Excerpted records:
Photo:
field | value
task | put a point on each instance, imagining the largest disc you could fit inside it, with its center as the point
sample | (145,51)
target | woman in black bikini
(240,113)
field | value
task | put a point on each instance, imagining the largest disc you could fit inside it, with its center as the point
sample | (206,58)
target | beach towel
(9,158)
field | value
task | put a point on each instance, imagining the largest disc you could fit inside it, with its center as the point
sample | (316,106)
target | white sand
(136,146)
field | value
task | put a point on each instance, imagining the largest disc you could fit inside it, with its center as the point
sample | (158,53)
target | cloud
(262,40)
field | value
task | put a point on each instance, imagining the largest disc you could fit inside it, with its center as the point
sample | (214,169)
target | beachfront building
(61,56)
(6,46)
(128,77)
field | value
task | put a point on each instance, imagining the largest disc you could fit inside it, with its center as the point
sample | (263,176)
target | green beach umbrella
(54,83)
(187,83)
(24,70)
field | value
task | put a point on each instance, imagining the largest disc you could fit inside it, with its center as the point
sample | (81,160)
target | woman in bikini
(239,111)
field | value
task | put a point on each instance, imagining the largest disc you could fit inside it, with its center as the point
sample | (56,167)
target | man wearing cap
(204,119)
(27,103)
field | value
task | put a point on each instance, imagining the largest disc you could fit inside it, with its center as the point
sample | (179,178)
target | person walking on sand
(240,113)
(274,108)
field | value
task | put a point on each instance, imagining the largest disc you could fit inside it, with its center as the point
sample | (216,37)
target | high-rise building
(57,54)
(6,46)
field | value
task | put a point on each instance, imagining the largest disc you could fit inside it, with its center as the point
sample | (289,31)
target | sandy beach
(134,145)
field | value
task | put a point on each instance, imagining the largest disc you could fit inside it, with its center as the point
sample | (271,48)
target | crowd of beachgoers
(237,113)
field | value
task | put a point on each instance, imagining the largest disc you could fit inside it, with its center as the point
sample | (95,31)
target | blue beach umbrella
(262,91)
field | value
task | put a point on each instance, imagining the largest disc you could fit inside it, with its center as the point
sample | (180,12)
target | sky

Given instruction:
Copy the records above exactly as they appear.

The reply:
Photo:
field | value
task | put a point on each instance, imagining the largest disc you could fit inside it, with its center as the point
sample | (145,51)
target | woman in black bikini
(240,113)
field | value
task | put a point on each instance, imagining the largest disc you could fit inside it, with its center as the point
sample | (206,58)
target | beach towel
(9,158)
field | value
task | put a point on each instance, imagining the largest disc you could fit inside it, with its center as the point
sample | (316,106)
target | white sand
(136,146)
field | value
task | put a point on each instance, imagining the largest disc you could fit inside it, with its center as the point
sample | (158,53)
target | cloud
(262,40)
field | value
task | put a point on each instance, imagining the largest disc you could fit inside it, with its center as the point
sample | (214,169)
target | beachfront building
(61,56)
(6,46)
(128,77)
field | value
task | put a point on each instance, imagining the largest disc you could fit inside it, with its center as the point
sample | (263,176)
target | green beach umbrella
(54,83)
(187,83)
(24,70)
field | value
task | put a point on each instance, imagining the largest disc you could fit inside it, with its center as the point
sample | (81,160)
target | woman in bikini
(239,111)
field | value
task | put a point on each instance, imagining the largest disc you could fit inside it, with its center as the point
sample | (56,167)
target | man wearing cap
(204,119)
(27,103)
field | value
task | put a point on each instance, imagining the largest disc you could fit inside it, with its center as the point
sample | (179,178)
target | person walking on sand
(240,113)
(274,108)
field | value
task | put a point on each instance, imagining the largest disc you could fit inside it, with its center as the point
sample | (216,37)
target | high-rise building
(57,54)
(6,46)
field | value
task | put a point on each instance, imagining the largest disc you could fit inside it, with its center as the point
sample | (289,31)
target | sandy beach
(134,145)
field | value
task | put a point on each instance, imagining the largest disc you could fit inside it, with its center as the point
sample | (271,48)
target | crowd of beachgoers
(237,113)
field | value
task | put a point on each instance, imagining the largest disc you could fit inside it, with its center as the point
sample | (95,31)
target | blue beach umbrella
(262,91)
field | value
task | put a point on each instance, imagining the largest disc you could fit inside it, with its center as the point
sample | (180,12)
target | sky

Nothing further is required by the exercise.